Extract =
Everything is so fucking depressing. The world is a twisted mess of injustice. The majority of the population is just trying to do their best, what little that is, in the best of times but we aren’t in the best of times. With a global pandemic raging, a botched response to every freaking problem imaginable and the fact that everyone just wants to talk over each in an endless maddening loop, it just makes things feel like they’ve never been worse.

The line of what is tolerable keeps getting pushed just a little bit further every day and as TV Priest sing on the song “Journal Of A Plague Year”, “Hey Buddy/Normalize This/You Better Get Used To It”, it seems like the only way to keep sane is to keep letting that line slide a little bit further. Even in the darkest of times, certain art will shine through and even if it’s drenched in the upsettingly “real” subject matter of the world we find ourselves in, it can still be extremely cathartic. Such is the case with Uppers, the debut album from UK’s TV Priest. The band made up of four childhood best friends, vocalist Charlie Drinkwater, guitarist Alex Sprogis, bass and keys player Nic Bueth, and drummer Ed Kelland, found themselves getting back together in late 2019 to make music after years spent apart pursuing what were supposed to be their real lives and real jobs. The album, out February 5th via Sub Pop Records, is quite possibly the ideal soundtrack to our current climate. It’s harsh, overwhelming and, honestly, pretty fucking funny.

What the task requires = Tell whether each statement agrees with the review, answering yes or no and quoting the words of the review that decide it. 1. The four band members had spent years apart before reuniting in late 2019. 2. Uppers is the second album by TV Priest. 3. Nic Bueth is the band's drummer.

Entries provided =
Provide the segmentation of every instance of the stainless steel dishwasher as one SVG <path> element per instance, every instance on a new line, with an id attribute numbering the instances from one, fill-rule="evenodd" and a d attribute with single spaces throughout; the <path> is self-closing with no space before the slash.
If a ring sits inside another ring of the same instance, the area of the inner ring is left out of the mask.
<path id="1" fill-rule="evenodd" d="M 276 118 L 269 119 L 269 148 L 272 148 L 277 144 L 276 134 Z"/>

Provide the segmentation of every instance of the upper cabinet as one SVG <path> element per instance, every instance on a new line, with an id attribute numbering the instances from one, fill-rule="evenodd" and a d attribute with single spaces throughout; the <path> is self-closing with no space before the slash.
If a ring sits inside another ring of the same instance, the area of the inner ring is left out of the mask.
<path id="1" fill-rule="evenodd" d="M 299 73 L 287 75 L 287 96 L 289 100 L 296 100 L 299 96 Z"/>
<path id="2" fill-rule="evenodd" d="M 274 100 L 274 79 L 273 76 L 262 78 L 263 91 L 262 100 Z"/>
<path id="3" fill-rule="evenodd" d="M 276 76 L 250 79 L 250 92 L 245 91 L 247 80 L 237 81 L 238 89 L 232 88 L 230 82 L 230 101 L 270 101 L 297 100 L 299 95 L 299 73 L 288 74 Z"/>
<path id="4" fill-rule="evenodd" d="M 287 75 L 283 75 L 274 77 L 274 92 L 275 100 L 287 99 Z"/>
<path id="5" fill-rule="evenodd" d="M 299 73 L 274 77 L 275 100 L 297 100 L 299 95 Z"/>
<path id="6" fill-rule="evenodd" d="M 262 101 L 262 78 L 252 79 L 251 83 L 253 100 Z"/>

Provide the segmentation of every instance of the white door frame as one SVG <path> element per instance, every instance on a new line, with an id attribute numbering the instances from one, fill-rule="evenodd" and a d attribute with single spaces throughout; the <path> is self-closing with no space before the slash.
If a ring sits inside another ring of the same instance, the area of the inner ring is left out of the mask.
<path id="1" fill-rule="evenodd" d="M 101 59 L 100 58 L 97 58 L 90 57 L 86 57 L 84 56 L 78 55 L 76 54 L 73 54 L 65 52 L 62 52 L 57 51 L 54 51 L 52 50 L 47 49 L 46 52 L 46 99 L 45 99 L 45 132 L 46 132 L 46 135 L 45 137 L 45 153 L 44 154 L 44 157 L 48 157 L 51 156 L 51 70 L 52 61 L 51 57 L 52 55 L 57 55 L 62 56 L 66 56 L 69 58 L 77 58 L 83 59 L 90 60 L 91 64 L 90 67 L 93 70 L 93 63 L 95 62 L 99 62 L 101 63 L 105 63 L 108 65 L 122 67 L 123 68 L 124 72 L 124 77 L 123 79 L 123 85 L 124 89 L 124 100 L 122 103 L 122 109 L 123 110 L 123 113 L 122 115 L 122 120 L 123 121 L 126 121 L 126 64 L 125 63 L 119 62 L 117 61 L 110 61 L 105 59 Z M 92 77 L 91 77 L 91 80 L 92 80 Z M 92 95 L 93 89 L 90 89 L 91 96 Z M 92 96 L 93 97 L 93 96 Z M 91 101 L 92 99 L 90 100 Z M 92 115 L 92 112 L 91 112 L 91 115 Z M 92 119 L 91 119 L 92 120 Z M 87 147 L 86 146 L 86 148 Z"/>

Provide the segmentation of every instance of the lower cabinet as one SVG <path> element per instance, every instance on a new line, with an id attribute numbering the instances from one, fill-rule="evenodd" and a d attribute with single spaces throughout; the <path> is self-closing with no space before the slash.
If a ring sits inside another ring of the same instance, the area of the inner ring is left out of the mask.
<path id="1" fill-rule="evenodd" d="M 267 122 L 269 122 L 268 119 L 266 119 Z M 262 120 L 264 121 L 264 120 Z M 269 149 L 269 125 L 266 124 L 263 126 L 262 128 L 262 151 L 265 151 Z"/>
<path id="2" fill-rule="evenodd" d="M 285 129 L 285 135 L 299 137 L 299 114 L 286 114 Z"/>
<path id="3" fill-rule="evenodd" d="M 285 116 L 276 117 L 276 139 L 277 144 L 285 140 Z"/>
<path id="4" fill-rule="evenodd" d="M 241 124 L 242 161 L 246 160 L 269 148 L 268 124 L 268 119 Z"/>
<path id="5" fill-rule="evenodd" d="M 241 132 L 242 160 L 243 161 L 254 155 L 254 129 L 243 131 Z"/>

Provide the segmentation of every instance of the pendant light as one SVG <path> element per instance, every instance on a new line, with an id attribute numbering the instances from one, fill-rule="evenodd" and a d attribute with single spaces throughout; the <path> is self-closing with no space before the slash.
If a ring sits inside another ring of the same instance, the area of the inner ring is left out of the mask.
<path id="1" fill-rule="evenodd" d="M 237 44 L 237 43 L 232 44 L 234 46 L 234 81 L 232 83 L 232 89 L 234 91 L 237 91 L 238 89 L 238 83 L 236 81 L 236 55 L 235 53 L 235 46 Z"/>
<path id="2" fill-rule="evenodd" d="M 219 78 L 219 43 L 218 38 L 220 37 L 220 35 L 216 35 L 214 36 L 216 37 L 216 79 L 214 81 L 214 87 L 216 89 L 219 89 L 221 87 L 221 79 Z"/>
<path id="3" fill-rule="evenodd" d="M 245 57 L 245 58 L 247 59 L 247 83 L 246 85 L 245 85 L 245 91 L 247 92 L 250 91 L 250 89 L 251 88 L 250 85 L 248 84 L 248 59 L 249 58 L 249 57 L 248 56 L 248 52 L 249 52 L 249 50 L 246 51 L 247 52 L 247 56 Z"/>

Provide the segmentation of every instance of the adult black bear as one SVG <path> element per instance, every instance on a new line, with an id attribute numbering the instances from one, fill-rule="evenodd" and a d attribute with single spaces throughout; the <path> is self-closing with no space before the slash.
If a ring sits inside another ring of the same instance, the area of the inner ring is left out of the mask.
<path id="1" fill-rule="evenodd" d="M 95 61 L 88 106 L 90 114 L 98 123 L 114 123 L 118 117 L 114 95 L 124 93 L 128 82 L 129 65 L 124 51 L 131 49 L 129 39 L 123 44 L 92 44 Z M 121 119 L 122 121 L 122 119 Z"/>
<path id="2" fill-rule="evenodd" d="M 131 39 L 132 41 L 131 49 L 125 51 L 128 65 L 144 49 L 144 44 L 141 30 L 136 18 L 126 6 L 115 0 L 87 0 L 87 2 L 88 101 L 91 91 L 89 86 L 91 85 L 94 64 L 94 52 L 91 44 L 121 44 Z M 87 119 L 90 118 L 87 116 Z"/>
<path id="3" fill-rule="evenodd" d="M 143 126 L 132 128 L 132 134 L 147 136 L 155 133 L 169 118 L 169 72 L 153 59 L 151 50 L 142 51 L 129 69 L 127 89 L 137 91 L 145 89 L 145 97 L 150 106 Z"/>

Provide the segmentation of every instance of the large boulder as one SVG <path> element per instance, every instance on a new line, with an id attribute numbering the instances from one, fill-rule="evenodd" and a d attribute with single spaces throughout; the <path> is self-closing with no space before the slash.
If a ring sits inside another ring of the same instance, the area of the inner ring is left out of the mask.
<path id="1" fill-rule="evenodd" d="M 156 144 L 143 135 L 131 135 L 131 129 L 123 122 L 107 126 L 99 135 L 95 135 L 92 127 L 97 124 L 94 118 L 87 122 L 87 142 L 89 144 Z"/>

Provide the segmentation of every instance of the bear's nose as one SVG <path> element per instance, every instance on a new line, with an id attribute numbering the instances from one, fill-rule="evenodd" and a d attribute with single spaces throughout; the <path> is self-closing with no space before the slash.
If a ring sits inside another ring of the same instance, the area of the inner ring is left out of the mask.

Response to the task =
1. Yes: "found themselves getting back together in late 2019 to make music after years spent apart"
2. No: "the debut album from UK’s TV Priest"
3. No: "bass and keys player Nic Bueth, and drummer Ed Kelland"